### EXERCISE
Determine how many lines in the entries below include the word "hand", and reply with that number alone.

### SUPPLIED DATA

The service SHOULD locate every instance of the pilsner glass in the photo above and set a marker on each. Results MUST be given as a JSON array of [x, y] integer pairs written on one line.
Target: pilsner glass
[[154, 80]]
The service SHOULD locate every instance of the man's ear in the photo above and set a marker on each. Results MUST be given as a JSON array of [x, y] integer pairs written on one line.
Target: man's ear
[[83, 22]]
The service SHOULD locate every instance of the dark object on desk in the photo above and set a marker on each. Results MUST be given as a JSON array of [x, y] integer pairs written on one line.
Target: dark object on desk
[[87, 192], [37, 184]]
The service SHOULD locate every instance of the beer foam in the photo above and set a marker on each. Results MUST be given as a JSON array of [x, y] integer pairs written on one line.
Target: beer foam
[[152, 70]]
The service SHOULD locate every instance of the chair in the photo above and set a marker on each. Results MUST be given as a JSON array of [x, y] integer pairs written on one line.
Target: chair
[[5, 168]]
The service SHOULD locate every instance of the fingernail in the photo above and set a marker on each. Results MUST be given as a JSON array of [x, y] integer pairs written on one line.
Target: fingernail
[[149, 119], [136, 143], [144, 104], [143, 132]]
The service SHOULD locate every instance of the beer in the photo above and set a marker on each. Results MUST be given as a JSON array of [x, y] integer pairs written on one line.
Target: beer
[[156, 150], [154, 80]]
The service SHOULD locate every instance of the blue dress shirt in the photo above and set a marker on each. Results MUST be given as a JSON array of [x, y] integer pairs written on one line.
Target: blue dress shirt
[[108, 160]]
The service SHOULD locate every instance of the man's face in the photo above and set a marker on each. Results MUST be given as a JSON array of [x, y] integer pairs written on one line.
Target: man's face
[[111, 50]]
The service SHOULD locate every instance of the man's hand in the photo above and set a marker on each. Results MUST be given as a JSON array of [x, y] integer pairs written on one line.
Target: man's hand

==

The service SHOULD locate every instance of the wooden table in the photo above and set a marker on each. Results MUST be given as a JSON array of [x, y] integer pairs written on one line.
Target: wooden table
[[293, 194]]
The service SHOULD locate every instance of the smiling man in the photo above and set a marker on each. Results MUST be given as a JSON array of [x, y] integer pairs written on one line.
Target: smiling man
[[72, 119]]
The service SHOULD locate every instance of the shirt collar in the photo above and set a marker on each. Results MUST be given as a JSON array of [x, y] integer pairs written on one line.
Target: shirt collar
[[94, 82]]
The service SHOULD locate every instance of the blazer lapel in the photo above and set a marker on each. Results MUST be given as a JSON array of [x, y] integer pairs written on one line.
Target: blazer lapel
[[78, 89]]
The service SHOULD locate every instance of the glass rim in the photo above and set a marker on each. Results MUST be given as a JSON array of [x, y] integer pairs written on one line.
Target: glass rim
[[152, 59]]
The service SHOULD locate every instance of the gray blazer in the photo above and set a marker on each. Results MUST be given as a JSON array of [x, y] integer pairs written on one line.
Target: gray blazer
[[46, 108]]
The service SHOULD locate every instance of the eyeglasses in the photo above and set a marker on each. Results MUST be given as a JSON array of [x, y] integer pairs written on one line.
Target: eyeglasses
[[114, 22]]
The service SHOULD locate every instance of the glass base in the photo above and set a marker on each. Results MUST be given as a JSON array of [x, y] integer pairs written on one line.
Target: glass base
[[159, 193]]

* * *

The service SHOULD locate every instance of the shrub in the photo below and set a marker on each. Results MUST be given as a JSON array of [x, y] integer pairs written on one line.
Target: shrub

### EXERCISE OUTPUT
2